▶ [TEXT EXTRACT]:
------------------------
The Best of 2012

I figured I’d wrap up 2012 with a series of Top 5 lists to share the different ways I enjoyed music over the course of the last year, probably in part because I just finished re-reading Nick Hornby’s novel High Fidelity which, like the movie, has lots of Top 5 lists created by Rob, Dick, and Barry.  All of this is, of course, purely subjective… I don’t pretend to have been exposed to a broad array of music, so I’m sure there’s some amazing stuff out there that not only does not appear on my lists, but that I’ve never even heard of.  But such is life.  So with that…. on to the lists!

Top 5 New Releases in 2012

1.  Fearless – Legend
2.  Live at Gamla Bíó – Agent Fresco
3.  Division of Culture & Tourism – Ghostigital
4.  K2R – Halleluwah
5.  Börn Loka – Skálmöld

I feel like this list might seem a bit pretentious, since all these bands are from Iceland… and I am not.  However, with Iceland Airwaves being the biggest week each year on my calendar, and considering how many bands I saw there this year (36), it kind of makes sense.  Ironically the only one of these I have on vinyl is K2R, though I do have the limited edition vinyl release of Ghostigital on order.  And unintentionally this is a pretty good mix of genres – goth/electronic (Legend), alt (Agent Fresco), industrial (Ghostigital), hip hop (Halleluwah), and hard core metal (Skálmöld).

Top 5 “New to Me” Bands

1.  Legend (Iceland)
2.  Lama (Finland)
3.  Ghostland Observatory (Texas)
4.  Skálmöld (Iceland)
5.  Shabazz Palaces (Seattle)

Most of these bands, other than maybe Legend, are not new.  But they were new to me in 2012 – I’d never heard of them before.  I also had the opportunity to see all of them except Lama live over the course of the year, which certainly increased my interest and appreciation in them.  Check them out.  You won’t be disappointed.
------------------------
▶ [GIVEN DATA]:
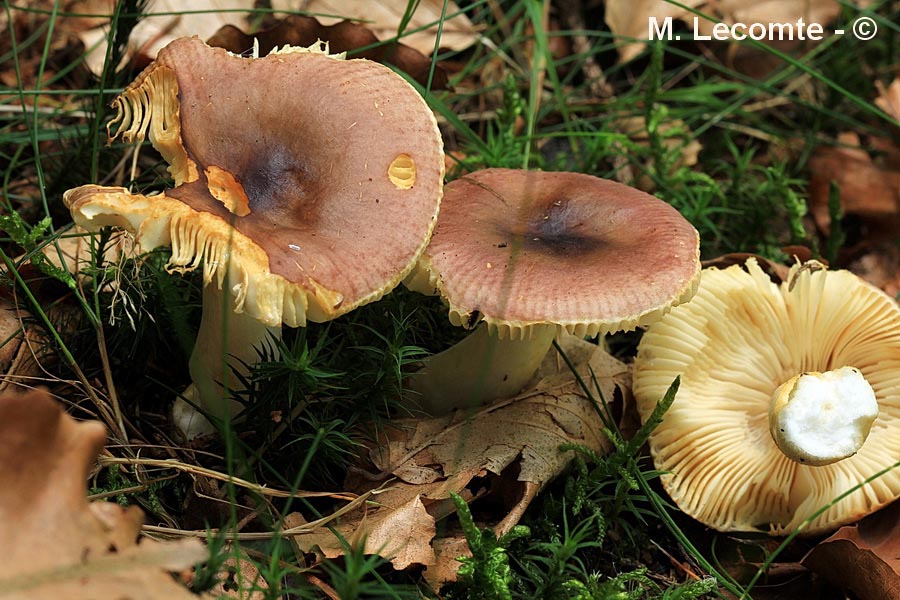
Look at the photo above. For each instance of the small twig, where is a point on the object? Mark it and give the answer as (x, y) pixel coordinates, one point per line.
(323, 587)
(197, 470)
(572, 12)
(45, 110)
(264, 535)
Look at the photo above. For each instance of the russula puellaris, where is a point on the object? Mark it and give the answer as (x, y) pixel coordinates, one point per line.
(774, 415)
(529, 253)
(306, 186)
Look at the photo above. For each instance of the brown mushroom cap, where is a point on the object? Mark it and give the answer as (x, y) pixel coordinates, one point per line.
(518, 248)
(734, 344)
(330, 172)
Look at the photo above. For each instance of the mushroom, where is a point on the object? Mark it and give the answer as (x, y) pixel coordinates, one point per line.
(789, 397)
(306, 186)
(530, 253)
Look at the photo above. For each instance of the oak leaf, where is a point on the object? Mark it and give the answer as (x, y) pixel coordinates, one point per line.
(863, 558)
(509, 449)
(383, 18)
(57, 544)
(164, 21)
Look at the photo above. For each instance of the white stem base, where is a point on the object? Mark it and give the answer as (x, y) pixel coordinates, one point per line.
(479, 369)
(821, 418)
(226, 342)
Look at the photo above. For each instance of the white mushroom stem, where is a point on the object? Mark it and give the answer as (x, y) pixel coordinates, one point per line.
(821, 418)
(480, 368)
(226, 342)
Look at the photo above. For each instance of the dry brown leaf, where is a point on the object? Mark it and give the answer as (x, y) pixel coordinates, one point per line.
(155, 31)
(869, 190)
(239, 579)
(508, 449)
(863, 558)
(56, 544)
(383, 18)
(402, 532)
(345, 36)
(880, 266)
(631, 18)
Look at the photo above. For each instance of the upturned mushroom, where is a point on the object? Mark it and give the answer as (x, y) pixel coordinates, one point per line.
(527, 254)
(305, 186)
(789, 397)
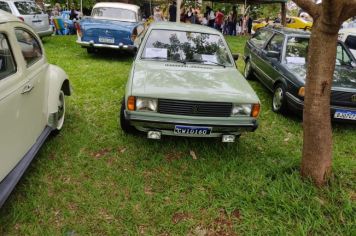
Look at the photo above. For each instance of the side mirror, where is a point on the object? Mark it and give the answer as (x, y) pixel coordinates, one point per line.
(235, 56)
(273, 54)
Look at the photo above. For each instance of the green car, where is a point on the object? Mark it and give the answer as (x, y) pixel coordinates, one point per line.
(184, 82)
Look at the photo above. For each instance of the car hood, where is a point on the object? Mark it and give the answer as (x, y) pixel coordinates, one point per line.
(191, 82)
(88, 23)
(344, 77)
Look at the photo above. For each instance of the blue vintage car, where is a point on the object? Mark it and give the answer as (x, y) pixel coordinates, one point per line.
(111, 25)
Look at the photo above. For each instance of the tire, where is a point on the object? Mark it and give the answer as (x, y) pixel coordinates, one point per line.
(279, 102)
(248, 73)
(61, 103)
(124, 124)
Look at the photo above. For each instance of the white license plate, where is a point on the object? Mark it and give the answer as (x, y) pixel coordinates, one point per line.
(192, 130)
(106, 40)
(345, 115)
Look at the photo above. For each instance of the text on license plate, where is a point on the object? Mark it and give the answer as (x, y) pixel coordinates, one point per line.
(345, 115)
(106, 40)
(192, 130)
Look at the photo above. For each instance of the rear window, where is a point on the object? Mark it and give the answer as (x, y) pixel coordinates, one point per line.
(260, 38)
(5, 7)
(28, 8)
(351, 42)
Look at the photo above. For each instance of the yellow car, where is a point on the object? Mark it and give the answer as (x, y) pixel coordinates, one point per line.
(298, 23)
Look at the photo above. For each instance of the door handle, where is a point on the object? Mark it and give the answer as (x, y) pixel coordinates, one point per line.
(28, 88)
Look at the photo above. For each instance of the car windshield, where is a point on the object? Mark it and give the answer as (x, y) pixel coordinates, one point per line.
(114, 13)
(297, 50)
(28, 8)
(182, 46)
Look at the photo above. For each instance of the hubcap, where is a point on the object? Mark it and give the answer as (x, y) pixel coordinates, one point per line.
(277, 99)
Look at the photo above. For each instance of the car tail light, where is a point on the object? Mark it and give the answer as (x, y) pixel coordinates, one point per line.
(131, 103)
(134, 35)
(255, 110)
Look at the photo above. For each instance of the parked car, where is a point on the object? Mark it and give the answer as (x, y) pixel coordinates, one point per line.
(32, 103)
(348, 36)
(184, 82)
(277, 57)
(29, 12)
(291, 22)
(112, 26)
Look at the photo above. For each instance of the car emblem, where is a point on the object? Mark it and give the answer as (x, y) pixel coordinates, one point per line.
(195, 109)
(353, 98)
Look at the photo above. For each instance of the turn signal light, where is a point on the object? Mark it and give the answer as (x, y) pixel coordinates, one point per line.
(131, 103)
(255, 110)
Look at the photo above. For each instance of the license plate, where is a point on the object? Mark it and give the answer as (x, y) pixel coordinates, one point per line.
(345, 115)
(106, 40)
(192, 130)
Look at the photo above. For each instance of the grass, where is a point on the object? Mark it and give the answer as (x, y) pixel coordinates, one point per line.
(93, 179)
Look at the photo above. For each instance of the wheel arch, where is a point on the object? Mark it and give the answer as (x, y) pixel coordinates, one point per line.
(57, 81)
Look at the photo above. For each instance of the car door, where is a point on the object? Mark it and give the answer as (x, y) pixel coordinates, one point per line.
(271, 57)
(14, 143)
(35, 67)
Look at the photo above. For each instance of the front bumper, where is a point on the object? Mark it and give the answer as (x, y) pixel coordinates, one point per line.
(296, 105)
(120, 46)
(166, 124)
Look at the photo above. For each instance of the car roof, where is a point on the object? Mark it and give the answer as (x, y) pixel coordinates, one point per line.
(288, 31)
(166, 25)
(131, 7)
(6, 17)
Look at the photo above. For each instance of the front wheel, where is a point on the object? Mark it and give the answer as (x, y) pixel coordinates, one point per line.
(279, 103)
(124, 124)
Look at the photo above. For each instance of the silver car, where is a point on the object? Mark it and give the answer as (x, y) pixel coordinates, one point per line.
(29, 12)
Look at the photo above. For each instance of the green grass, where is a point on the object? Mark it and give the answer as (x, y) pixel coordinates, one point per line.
(93, 179)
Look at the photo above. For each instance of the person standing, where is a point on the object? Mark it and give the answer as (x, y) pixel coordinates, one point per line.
(173, 12)
(210, 16)
(219, 19)
(157, 15)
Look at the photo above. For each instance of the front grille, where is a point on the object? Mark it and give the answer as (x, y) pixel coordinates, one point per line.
(342, 98)
(194, 108)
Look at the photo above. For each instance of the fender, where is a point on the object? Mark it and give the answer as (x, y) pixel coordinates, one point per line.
(58, 80)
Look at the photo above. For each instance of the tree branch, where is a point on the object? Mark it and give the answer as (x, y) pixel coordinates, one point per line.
(309, 6)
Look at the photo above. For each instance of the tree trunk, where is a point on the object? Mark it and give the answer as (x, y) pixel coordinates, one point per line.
(317, 143)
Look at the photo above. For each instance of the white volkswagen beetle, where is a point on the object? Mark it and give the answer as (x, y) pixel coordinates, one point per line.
(32, 101)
------------------------
▶ [LIST OF TASKS]:
1. Decide whether each statement agrees with the best-of-2012 music post. Answer yes or no and quote the words from the post that settle it.
(a) The writer saw 36 bands at Iceland Airwaves this year.
(b) The writer owns all five of the top new releases on vinyl.
(c) The writer saw Lama perform live during the year.
2. Turn the paragraph of the best-of-2012 music post that begins "I feel like this list might seem a bit pretentious" into a short list that keeps its main facts.
3. Pick up the best-of-2012 music post after its last sentence and continue it.

▶ [TASK RESULTS]:
1.
(a) Yes: "considering how many bands I saw there this year (36)"
(b) No: "Ironically the only one of these I have on vinyl is K2R"
(c) No: "I also had the opportunity to see all of them except Lama live over the course of the year"

2.
- All five new releases on the list come from Icelandic bands, though the writer is not from Iceland.
- The choice reflects Iceland Airwaves, the biggest week of the writer's year, where the writer saw 36 bands this year.
- K2R is the only one the writer owns on vinyl, and the limited edition vinyl release of Ghostigital is on order.
- The list spans several genres: goth/electronic (Legend), alt (Agent Fresco), industrial (Ghostigital), hip hop (Halleluwah), and hard core metal (Skálmöld).

3.
Top 5 Vinyl Purchases

1.  Miranda – Tappi Tikarrass
2.  Rokk Í Reykjavík
3.  The Fourth Reich
– Þeyr
4.  Seattle Syndrome, Vols. 1-2
5.  Mistakes 7″ – Gruppo Sportivo

The top two on this list came from an unexpected source – the flea market in downtown Reykjavik.  I figured I was already done with all my vinyl buying when we walked in, but there was a seller with tons of vinyl including these hard to find gems.  They weren’t cheap, but both were on my short list of things I wanted to find while I was in Iceland, so I was happy to pay the price.  The Fourth Reich was a surprise find at Trash Palace in Stockholm.  The Seattle Syndrome records came to me a day apart, and from different sources, and are a great snapshot of the early 1980s Seattle music scene.  The Gruppo Sportivo 7″ I ran across in someone’s garage, and it sort of opened my mind to taking a chance on stuff that I wasn’t familiar with.

Top 5 Live Shows

1.  Agent Fresco (acoustic) – Nordic House, Reykjavik
2.  Legend – Gamli Gaukurinn, Reykjavik
3.  Ghostigital – KEX Hostel, Reykjavik
4.  Devil Makes Three – Showbox Market, Seattle
5.  Ghostland Observatory – Showbox SODO, Seattle

I could have easily gone strictly with shows we saw at Airwaves, but the two Seattle entries were both strong and featured bands I really like a lot.  The Agent Fresco show was the best, hands down, as the intimacy of the tiny Nordic House venue and the emotional power of the show was almost overwhelming.

Top 5 Favorite Places to Buy Records

1.  Lucky Records, Reykjavik
2.  Easy Street Records, Seattle
3.  Trash Palace, Stockholm
4.  Jive Time, Seattle
5.  Amoeba Records, Los Angeles

I found great stuff in all these places in 2012, and hope to shop at four of them again in 2013 (unfortunately I have no plans to go back to Sweden…).  They all have great selections and are well organized, and I could spend hours flipping through their inventories.

Top 5 Websites

1.  Dust & Grooves – Record collector profiles and photos
2.  Vinyl Noize – Blurbs on rare punk and metal vinyl for sale on eBay
3.  Discogs – THE place to research artists and records
4.  I Love Icelandic Music Blog – No longer getting new posts, but still great
5.  Wikipedia – It has it’s limitations, but a good place to get basic info on bands

Top 5 Music Books

1.  Stuð vors lands by Dr. Gunni
2.  Rip It Up and Start Again by Simon Reynolds
3.  Everybody Loves Our Town by Mark Yarm
4.  Iggy Pop – Open Up and Bleed by Paul Trynka
5.  How Music Works by David Byrne

All in all it was a great year, musically speaking (and in lots of other ways as well, to be sure).  My vinyl library grew considerably (see photo) – I’m not sure how many new discs I added, but in all honesty it has to be somewhere in the neighborhood of 150 or so.  I suspect that will slow down a bit in 2013… but then again, we’re hoping to go to Iceland twice next year (fingers crossed), and we’re planning to hit up Tokyo as well… so time will tell.

I can’t wait to see what 2013 brings!

Skálmöld – “Börn Loka” (2012)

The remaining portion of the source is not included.